Отрывок документа >>
:::
1937: Репрессии.

Jan 21, 2009 17:47

ВОТ здесь КОБовцы снова дуют в уши про Сталина и гонят волну на марксизм и ленинизм.... то есть, спекулируют на хронологическом приоритете, пользуясь их собственной терминологией...

И в порядке протеста против этой спекулейшн, захотелось мне выложить один рассказик.... отличающийся от КОБовской волны своей документальностью событий.....

ИЗ: // Ответы наркома путей сообщения СССР 1944-1948 гг. генерал-лейтенанта И.В.Ковалёва на вопросы профессора Г.А.Куманева. 28 мая 1988 г.
Я вошел и впервые так близко увидел Сталина. Издали, на трибуне, он выглядел рослым, а в действительности оказался немного ниже среднего. Поздоровавшись за руку, Сталин спросил:
- Знаете Западную дорогу?
- Знаю.
- Как знаете?
:::
Записанные данные >>

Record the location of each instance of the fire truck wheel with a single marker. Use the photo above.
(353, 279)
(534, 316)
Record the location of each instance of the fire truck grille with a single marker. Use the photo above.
:::
Задание 1 >>
Перечислите всех людей, которых отрывок называет по фамилии.
Задание 2 >>
Перепишите из отрывка текст от «Jan 21, 2009» до «их собственной терминологией...» без изменений.

Решение задачи 1 >>
Сталин, И.В. Ковалёв, Г.А. Куманев

Решение задачи 2 >>
Jan 21, 2009 17:47

ВОТ здесь КОБовцы снова дуют в уши про Сталина и гонят волну на марксизм и ленинизм.... то есть, спекулируют на хронологическом приоритете, пользуясь их собственной терминологией...